> [What you need to do]
All lines from the one with "chapel and record integer pixel coordinates." through the final line below are to be reproduced exactly; omit the others.

> [Provided information]
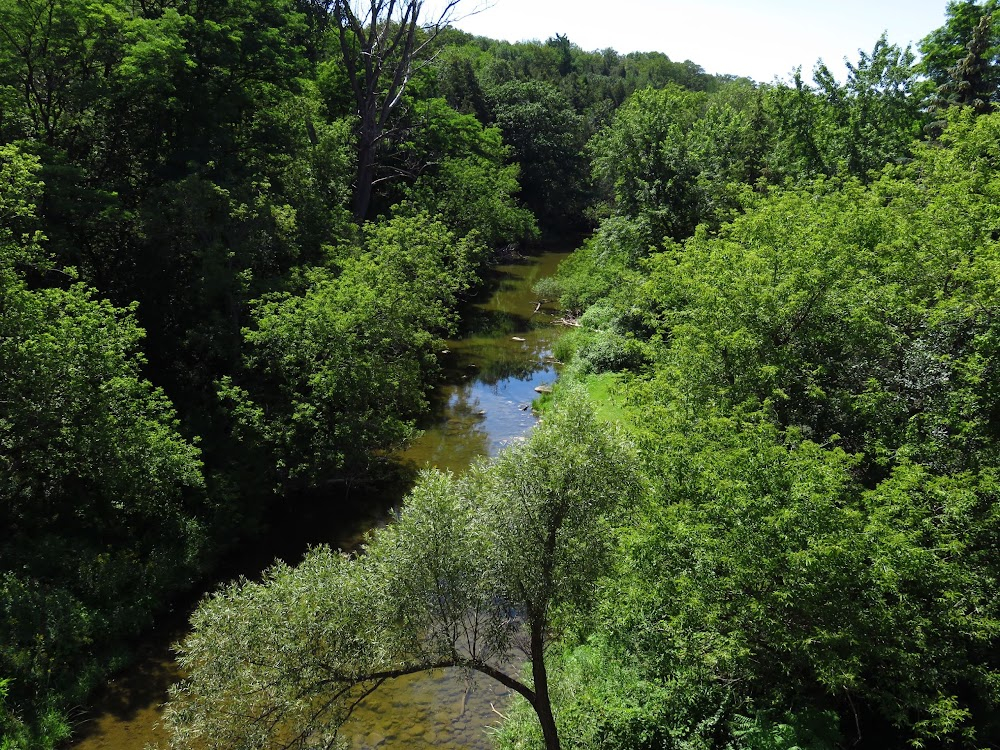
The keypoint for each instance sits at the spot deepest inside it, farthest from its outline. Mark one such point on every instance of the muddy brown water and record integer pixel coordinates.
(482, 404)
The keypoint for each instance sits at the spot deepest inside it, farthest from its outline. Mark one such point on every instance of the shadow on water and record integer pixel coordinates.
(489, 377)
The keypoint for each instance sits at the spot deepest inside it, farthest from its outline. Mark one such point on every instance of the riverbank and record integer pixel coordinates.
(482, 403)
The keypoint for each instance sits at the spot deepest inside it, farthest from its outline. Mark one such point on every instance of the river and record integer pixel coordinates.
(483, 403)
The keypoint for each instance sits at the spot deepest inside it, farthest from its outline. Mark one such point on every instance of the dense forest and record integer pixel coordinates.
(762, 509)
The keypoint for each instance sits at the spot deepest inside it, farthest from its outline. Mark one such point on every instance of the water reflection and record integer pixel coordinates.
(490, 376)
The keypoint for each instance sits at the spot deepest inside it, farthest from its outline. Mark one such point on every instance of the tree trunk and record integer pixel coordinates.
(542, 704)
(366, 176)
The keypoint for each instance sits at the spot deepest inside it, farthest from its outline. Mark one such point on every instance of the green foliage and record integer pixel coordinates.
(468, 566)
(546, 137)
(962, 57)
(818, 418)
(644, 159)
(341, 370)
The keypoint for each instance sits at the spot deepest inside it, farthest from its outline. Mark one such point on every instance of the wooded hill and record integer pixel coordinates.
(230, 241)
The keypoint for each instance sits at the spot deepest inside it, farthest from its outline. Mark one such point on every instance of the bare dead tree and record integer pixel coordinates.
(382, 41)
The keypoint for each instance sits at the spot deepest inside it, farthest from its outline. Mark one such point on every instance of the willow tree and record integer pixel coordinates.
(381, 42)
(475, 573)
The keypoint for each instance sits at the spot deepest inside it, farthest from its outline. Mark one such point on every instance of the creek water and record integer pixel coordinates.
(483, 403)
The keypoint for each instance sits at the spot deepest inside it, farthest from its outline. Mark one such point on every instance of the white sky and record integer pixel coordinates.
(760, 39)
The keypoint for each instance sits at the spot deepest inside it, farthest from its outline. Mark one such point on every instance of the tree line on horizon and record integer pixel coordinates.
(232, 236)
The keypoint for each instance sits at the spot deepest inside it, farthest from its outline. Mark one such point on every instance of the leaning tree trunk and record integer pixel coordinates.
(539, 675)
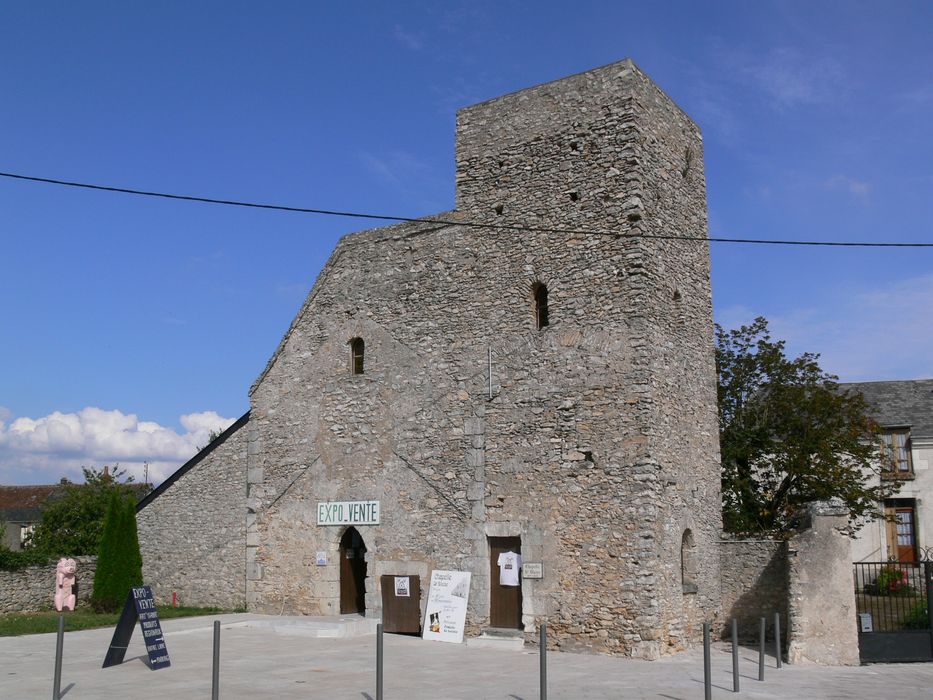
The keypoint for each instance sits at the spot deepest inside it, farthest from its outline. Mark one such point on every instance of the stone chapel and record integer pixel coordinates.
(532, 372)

> [Solution]
The keypoint for each instance sits at the spot deepest inside it, farthest from its outline. Mark one such point on every instance of the stone chapel and record integer pixel coordinates.
(532, 372)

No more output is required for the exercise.